#### EXTRACT
Saturday Night Live with host and musical guest Ariana Grande was a risky wager given the current season’s malaise. SNL opened Season 41 with Miley Cyrus attempting a similar double-booking feat, and it was an unmitigated disaster. Selena Gomez was the last pop princess to grace Studio 8H with her presence, and that too was a season low.

But Ariana Grande earns a solid B in her first time hosting the show, and really…none of us should be surprised. Grande got her start in musical theatre and broke through in one of those relentless Nickelodeon kid shows (doesn’t matter which one, you get the idea). Many of our contemporary pop stars come up like this, and by their twenties have more performance swagger than Sinatra did at twice their age.

At the ripe old age of 22, Grande is a showbiz pro, and though Saturday Night Live doesn’t push her too hard, she turns in a fine night of work as host and musical guest.

Saturday Night Live addresses the current race for the White House with more Trump and Bernie and Hillary…as The Totalitarian Boor and The Grouchy Mensch and The Frantic Automaton, respectively. It’s interesting that these impressions of each candidate have not only stuck, but continue to define them. Clichés are trite, but most clichés are true. That’s kind of the point. And no matter your politics, you must admit SNL has captured the feel of each one of these politicians perfectly. With “Carson Endorsement,” “Hillary Campaign Ad” and the first third of Weekend Update, we see these parodies elevated (at times) to satire. And it’s a wonderful thing.

#### GIVEN PROBLEM A
For each statement, say whether it agrees with the Ariana Grande review, answering yes or no and quoting the words of the review that decide it. (i) Grande was 22 when she hosted. (ii) Miley Cyrus's opening of Season 41 as host and musical guest went well. (iii) Grande got her start in musical theatre.

#### DATASET EXTRACT

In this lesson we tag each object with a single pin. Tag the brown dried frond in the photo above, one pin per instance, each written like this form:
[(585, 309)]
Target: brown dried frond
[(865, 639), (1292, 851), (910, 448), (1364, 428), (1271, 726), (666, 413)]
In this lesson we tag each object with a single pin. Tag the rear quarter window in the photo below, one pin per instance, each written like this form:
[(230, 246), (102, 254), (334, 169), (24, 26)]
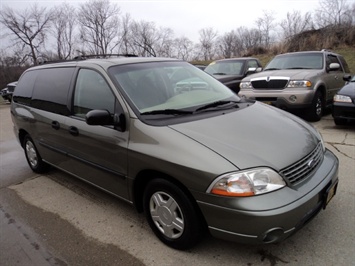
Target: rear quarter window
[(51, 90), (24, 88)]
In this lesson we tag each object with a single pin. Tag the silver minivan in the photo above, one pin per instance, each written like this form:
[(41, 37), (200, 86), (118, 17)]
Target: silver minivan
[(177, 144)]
---
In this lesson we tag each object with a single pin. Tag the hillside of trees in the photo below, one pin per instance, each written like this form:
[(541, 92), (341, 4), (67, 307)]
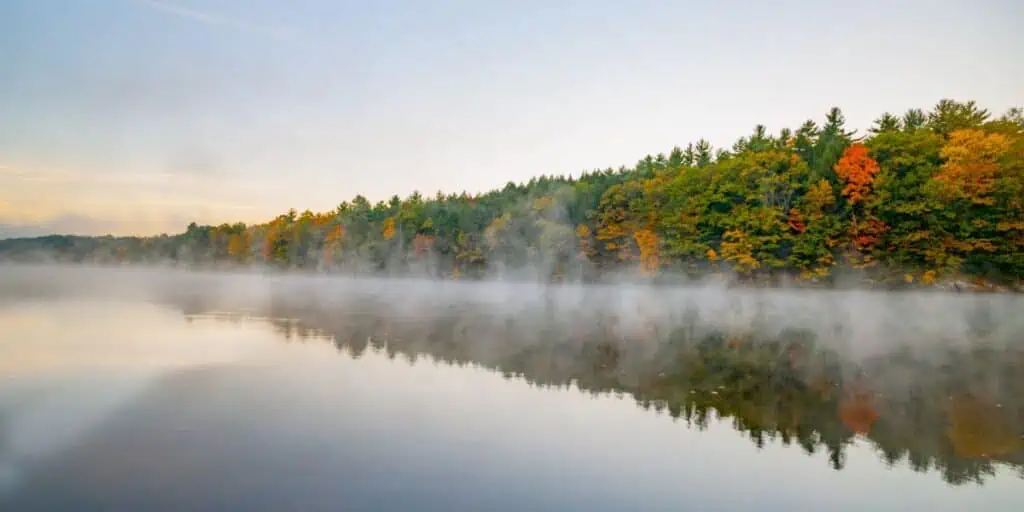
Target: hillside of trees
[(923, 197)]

#### GIVEN PROBLEM B
Write out the listing from the line with "Tag the brown" to the line with "[(51, 90), (24, 88)]", both ends included, leaving out the pictures.

#### FINISHED ANSWER A
(i) Yes: "At the ripe old age of 22, Grande is a showbiz pro"
(ii) No: "it was an unmitigated disaster."
(iii) Yes: "Grande got her start in musical theatre"

#### FINISHED ANSWER B
In this lesson we tag each object with a single pin. Tag the brown dried frond in the photo above, one pin per instance, each written like this form:
[(585, 309)]
Target: brown dried frond
[(865, 639), (1292, 851), (910, 448), (1364, 428), (1271, 726), (666, 413)]
In this lesson we tag each object with a single pin. Tag the rear quarter window in the photo below, one pin per instance, each written like this form:
[(230, 246), (102, 254), (334, 169), (24, 26)]
Target: rear quarter window
[(51, 90), (24, 88)]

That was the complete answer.